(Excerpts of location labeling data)
[Begin]

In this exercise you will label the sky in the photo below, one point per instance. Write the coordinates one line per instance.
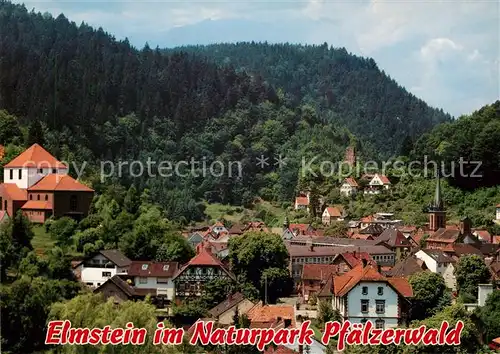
(444, 52)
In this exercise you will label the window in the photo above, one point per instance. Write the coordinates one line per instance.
(380, 306)
(73, 203)
(364, 305)
(379, 324)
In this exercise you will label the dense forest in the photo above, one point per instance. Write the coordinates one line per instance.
(88, 98)
(348, 90)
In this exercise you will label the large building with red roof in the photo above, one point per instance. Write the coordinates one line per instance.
(364, 294)
(39, 185)
(200, 270)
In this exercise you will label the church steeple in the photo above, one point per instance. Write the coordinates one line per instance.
(437, 214)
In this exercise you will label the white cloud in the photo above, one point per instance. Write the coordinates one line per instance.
(446, 52)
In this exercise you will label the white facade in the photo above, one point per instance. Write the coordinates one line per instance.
(446, 270)
(94, 275)
(360, 304)
(163, 285)
(26, 177)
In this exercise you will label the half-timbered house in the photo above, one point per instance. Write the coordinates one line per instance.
(201, 269)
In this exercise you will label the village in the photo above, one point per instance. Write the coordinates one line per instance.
(363, 276)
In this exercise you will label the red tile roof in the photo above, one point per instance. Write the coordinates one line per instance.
(205, 258)
(37, 157)
(301, 201)
(318, 271)
(353, 259)
(58, 182)
(13, 192)
(334, 211)
(344, 283)
(270, 313)
(384, 179)
(352, 182)
(37, 205)
(153, 269)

[End]

Exercise =>
Rename "coordinates" to "positions" in the lines from the one containing "In this exercise you will label the village" through the last line, inclusive. Give only those lines, with everything else unchanged.

Output of the task =>
In this exercise you will label the village in the photo above, one point per instance. Write the positions one line per instance.
(363, 276)
In this exercise you will label the red tile roof in the photo above, one point per instance. Write the positions one line per instance.
(205, 258)
(37, 157)
(301, 201)
(318, 271)
(353, 259)
(58, 182)
(13, 192)
(334, 211)
(344, 283)
(270, 313)
(384, 179)
(352, 182)
(37, 205)
(153, 269)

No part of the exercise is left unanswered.